• _Source excerpt_
++++++++++++++++++++
The ring builder tries to keep replicas as far apart as possible while
still respecting device weights. When it can not do both, the overload
factor determines what happens. Each device takes an extra
fraction of its desired partitions to allow for replica dispersion;
after that extra fraction is exhausted, replicas are placed closer
together than optimal.

The overload factor lets the operator trade off replica
dispersion (durability) against data dispersion (uniform disk usage).

The default overload factor is 0, so device weights are strictly
followed.

With an overload factor of 0.1, each device accepts 10% more
partitions than it otherwise would, but only if it needs to maintain
partition dispersion.

For example, consider a 3-node cluster of machines with equal-size disks;
node A has 12 disks, node B has 12 disks, and node C has
11 disks. The ring has an overload factor of 0.1 (10%).
++++++++++++++++++++
• _Material supplied_
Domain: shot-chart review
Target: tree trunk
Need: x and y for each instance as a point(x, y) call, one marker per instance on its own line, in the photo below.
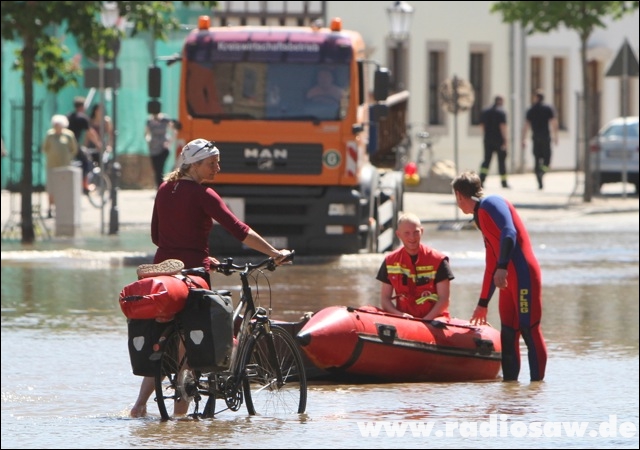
point(28, 232)
point(588, 179)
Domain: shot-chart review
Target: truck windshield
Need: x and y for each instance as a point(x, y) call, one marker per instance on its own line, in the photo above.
point(267, 90)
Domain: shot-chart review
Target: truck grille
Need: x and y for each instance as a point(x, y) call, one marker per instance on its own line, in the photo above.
point(277, 159)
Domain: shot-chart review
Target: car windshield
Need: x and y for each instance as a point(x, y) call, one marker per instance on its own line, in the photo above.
point(618, 129)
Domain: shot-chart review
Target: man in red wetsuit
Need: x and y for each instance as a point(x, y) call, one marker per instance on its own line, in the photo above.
point(418, 275)
point(511, 267)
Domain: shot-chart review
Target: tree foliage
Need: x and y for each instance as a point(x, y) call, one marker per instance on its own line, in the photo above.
point(44, 58)
point(583, 17)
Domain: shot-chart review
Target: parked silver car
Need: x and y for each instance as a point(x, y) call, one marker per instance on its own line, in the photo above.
point(613, 150)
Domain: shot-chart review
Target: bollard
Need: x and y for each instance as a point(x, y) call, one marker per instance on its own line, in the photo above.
point(66, 187)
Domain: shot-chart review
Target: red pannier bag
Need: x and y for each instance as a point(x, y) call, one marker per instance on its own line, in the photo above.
point(158, 297)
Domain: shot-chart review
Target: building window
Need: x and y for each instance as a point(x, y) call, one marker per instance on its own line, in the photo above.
point(435, 77)
point(559, 75)
point(536, 74)
point(398, 65)
point(477, 66)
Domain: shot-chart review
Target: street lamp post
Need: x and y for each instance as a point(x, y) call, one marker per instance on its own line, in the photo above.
point(399, 22)
point(110, 16)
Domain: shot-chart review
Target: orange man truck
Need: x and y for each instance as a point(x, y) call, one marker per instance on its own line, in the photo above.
point(309, 137)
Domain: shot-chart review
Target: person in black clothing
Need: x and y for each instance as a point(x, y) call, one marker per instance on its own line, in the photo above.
point(541, 118)
point(494, 127)
point(79, 124)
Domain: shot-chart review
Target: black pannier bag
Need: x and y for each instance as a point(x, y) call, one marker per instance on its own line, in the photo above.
point(207, 321)
point(143, 334)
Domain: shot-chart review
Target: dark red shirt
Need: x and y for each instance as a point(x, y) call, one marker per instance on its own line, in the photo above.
point(182, 219)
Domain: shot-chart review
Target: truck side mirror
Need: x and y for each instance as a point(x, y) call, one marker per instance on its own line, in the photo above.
point(381, 83)
point(154, 81)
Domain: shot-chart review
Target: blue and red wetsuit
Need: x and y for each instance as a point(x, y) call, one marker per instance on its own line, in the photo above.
point(508, 246)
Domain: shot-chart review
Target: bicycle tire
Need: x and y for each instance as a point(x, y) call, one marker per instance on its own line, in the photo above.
point(174, 381)
point(98, 189)
point(262, 394)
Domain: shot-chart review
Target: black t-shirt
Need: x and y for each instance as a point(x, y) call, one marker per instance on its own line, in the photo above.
point(443, 273)
point(78, 123)
point(491, 118)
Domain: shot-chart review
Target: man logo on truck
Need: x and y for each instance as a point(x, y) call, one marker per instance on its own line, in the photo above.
point(266, 158)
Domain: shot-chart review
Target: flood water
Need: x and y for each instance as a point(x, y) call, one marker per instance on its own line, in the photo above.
point(67, 381)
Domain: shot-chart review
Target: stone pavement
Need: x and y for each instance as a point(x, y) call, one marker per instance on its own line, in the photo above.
point(560, 198)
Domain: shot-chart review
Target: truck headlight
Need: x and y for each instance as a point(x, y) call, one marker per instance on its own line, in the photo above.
point(342, 209)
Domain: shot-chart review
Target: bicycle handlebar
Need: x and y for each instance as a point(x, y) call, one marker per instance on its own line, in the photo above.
point(227, 267)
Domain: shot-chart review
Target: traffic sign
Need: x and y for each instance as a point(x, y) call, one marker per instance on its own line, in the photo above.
point(625, 63)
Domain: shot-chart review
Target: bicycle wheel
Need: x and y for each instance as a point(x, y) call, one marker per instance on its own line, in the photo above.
point(264, 395)
point(176, 385)
point(98, 188)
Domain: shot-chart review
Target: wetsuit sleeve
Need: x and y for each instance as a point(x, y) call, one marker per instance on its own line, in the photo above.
point(444, 271)
point(499, 232)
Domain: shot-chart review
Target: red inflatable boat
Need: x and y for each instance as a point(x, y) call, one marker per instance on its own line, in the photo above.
point(367, 343)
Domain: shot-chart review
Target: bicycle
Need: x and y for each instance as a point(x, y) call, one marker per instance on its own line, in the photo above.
point(98, 188)
point(266, 371)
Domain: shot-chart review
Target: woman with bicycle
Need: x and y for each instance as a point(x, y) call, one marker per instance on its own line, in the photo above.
point(182, 219)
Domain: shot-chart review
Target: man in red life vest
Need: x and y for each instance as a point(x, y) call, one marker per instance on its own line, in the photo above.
point(416, 276)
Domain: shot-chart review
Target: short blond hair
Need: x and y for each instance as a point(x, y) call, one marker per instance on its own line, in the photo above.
point(60, 119)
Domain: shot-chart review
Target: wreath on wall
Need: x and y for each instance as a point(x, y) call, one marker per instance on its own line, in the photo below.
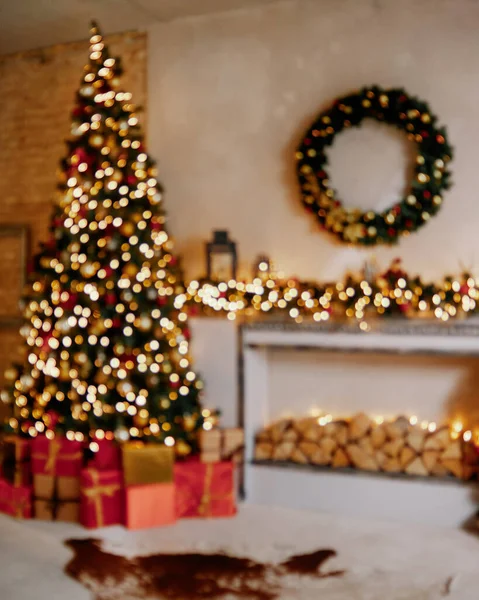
++++++++++++++++++++
Pick up the excerpt on the ring builder's overload factor right after its final sentence and carry on the text in the same vein.

Without the overload, some partitions would end up with replicas only
on nodes A and B. However, with the overload, every device can accept
up to 10% more partitions for the sake of dispersion. The
missing disk in C means there is one disk's worth of partitions
to spread across the remaining 11 disks, which gives each
disk in C an extra 9.09% load. Since this is less than the 10%
overload, there is one replica of each partition on each node.

However, this does mean that the disks in node C have more data
than the disks in nodes A and B. If 80% full is the warning
threshold for the cluster, node C's disks reach 80% full while A
and B's disks are only 72.7% full.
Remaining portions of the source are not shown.